JOB 1: According to the ClusterLabs thread, what does the "symmetric=false" option do?
JOB 2: Pick up the ClusterLabs thread right after its final sentence and keep writing it.

[ClusterLabs] How to achieve next order behavior for start/stop action for failover

Mon Dec 4 14:51:30 EST 2023

On Mon, Dec 4, 2023 at 8:48 AM Novik Arthur <freishutz at gmail.com> wrote:
>
> Hello community!
> I'm not sure if pacemaker can do it or not with current logic (maybe it could be a new feature), but it's worth asking before starting to "build my own Luna-park ,with blackjack and ...."
>
> Right now I have something like:
> MGS -> MDT -> OST
> order mdt-after-mgs Optional: mgs:start mdt:start
> order ost-after-mgs Optional: mgs:start ost:start
> order ost-after-mdt0000 Optional: mdt0000:start ost:start
>
> We have 4 nodes (A,B,C,D).
> Nodes A and B carry MGS.
> Nodes A,B,C,D carry MDT000[0-3] - one per node.
> Nodes A,B,C,D carry OST000[0-3] - one per node.
> If we stop nodes A and B, MGS will be stopped since there is NO placement to start for it, but MDT000[0-1] and OST000[0-1] could failover and will try to do that and will fail since MGS is a mandatory for us (and by the end will be blocked), but I use optional to avoid unnecessary stop/start chain for MDT/OST.
>
> I want to avoid unnecessary STOP/START actions of each dependent resource in case of failover, but preserve the order and enforce MGS dependency for those resources which are stopped (so, to start I need to follow the chain and if started then do nothing). Think about it like separate procedures for 1st start and failover during work... like soft-mandatory or something like that.

You might try adding "symmetric=false". That option means the
constraints apply to start but not to stop.

Otherwise, I'm struggling to understand the actual vs. desired
behavior here. Perhaps some example outputs or logs would be helpful
to illustrate it.

All of these ordering constraints are optional. This means they're
applied only when both actions would be scheduled. For example, if mgs
and mdt are both scheduled to start, then mgs must start first; but if
only mdt is scheduled to start, then it does not depend on mgs.

DATA SUPPLIED:
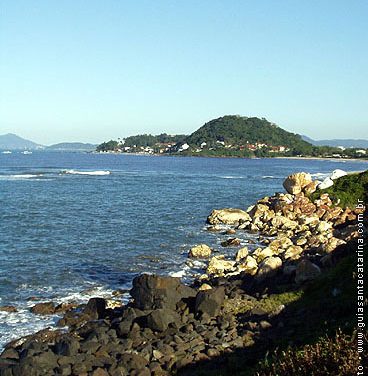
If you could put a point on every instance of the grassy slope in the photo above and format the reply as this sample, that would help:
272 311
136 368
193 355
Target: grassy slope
319 309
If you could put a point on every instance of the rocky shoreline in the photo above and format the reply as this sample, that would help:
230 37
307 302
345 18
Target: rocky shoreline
238 305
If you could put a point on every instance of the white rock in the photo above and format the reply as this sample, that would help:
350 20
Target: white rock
241 254
337 174
327 183
200 251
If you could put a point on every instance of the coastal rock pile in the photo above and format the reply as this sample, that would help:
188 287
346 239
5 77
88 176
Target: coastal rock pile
167 325
291 227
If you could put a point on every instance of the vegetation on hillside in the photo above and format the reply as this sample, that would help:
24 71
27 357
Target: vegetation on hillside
150 140
230 136
314 332
240 131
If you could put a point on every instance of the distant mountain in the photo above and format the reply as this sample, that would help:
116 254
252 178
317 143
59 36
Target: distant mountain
72 146
241 130
346 143
11 141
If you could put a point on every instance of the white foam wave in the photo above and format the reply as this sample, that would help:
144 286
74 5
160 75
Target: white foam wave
320 175
20 176
231 177
92 173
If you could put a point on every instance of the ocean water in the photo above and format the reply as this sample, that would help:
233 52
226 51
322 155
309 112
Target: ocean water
76 225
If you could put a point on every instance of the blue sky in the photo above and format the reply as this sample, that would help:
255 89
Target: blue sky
95 70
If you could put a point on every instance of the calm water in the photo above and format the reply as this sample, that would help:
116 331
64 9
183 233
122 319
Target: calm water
67 236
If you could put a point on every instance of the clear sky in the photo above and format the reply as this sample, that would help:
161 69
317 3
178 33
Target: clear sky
90 71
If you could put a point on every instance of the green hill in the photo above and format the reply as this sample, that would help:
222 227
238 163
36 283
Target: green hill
237 133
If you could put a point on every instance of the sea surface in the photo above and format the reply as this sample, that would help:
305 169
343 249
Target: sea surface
76 225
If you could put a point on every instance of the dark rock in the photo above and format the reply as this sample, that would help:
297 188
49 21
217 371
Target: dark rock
67 346
99 372
65 307
95 308
210 301
231 242
153 292
8 308
73 319
10 354
47 308
159 319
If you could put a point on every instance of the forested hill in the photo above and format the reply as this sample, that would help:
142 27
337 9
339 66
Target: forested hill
239 130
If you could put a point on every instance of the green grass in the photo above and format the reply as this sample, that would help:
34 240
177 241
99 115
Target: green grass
347 189
312 317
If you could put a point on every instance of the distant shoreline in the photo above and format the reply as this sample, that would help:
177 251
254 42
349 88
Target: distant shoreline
237 157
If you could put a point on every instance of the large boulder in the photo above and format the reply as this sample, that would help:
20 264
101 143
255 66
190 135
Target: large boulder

ANSWER 1: It makes the constraints apply to start but not to stop.

ANSWER 2:
Perhaps the fact that these are cloned resources is causing the
ordering constraints to behave differently from expectation... I'm not
sure.

> I think that if I tweak OCF start/stop (make them dummy and always success) and move all logic to monitors with deep checks, so that monitor could mount/umount and etc. + assign transient attrs which could track ready or not for start, and create location rules which prefer/honor transient attrs, then I could achieve desirable state, but it looks very complex and probably doesn't worth it...

Sometimes for complex dependencies, it can be helpful to configure an
ocf:pacemaker:attribute resource (which usually depends on other
resources in turn). This resource agent sets a node attribute on the
node where it's running. The attribute can be useful in rules as part
of more complicated constraint schemes.

>
> I would love to see any thoughts about it.
>
> Thanks,
> A
>
> _______________________________________________
> Manage your subscription:
> https://lists.clusterlabs.org/mailman/listinfo/users
>
> ClusterLabs home: https://www.clusterlabs.org/

-- 
Regards,

Reid Wahl (He/Him)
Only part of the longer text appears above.